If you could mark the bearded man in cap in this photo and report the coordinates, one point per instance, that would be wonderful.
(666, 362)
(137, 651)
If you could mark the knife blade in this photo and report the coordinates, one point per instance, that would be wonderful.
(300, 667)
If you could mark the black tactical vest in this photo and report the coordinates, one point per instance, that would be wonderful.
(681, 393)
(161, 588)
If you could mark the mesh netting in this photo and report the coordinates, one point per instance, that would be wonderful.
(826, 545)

...

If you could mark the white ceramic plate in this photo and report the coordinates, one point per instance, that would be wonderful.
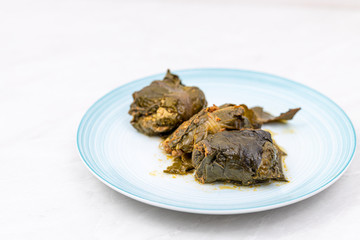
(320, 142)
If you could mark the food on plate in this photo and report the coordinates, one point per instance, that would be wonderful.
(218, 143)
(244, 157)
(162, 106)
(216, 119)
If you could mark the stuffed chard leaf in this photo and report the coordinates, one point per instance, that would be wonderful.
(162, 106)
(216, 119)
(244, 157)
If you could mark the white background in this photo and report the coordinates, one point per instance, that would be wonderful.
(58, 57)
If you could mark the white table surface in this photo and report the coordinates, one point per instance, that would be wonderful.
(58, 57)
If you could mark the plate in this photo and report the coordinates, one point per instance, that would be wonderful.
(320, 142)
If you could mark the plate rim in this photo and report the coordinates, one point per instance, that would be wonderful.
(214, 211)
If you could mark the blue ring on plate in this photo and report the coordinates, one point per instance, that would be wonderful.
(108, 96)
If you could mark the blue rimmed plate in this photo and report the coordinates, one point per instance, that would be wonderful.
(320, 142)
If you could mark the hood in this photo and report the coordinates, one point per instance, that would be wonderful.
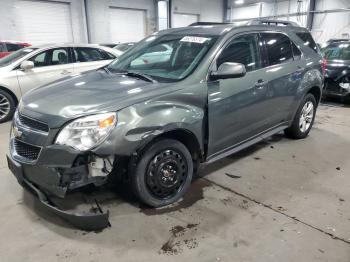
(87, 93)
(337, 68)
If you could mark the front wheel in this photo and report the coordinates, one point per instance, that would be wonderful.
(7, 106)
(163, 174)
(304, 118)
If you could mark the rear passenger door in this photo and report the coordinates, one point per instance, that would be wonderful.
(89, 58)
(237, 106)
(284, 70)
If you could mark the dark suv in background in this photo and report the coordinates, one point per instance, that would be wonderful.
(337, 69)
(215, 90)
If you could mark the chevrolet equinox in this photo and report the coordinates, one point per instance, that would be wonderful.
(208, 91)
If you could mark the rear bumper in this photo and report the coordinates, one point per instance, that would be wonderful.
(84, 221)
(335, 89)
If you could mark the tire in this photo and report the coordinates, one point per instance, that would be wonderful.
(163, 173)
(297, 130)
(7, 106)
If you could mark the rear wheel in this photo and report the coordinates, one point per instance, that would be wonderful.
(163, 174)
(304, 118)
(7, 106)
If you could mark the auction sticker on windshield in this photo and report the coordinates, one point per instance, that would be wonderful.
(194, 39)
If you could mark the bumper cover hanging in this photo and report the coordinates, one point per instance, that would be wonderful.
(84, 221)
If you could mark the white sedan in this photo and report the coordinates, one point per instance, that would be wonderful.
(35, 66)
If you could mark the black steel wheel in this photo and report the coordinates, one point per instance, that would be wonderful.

==

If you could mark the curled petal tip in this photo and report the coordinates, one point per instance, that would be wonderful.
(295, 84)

> Aim of the exercise: Swap "sedan" for "hatchback" in the records, starting with the line with "If you could mark the white sedan" and going on through the line with "If you could mark the black steel", and give only those lines with nothing else changed.

> Solution to the problem:
If you could mark the white hatchback in this photo and report the coordinates, one point per instance, that would be wonderful.
(35, 66)
If you could mark the black steel wheel in this photo and report the coordinates, one point per instance, that would be wonderful.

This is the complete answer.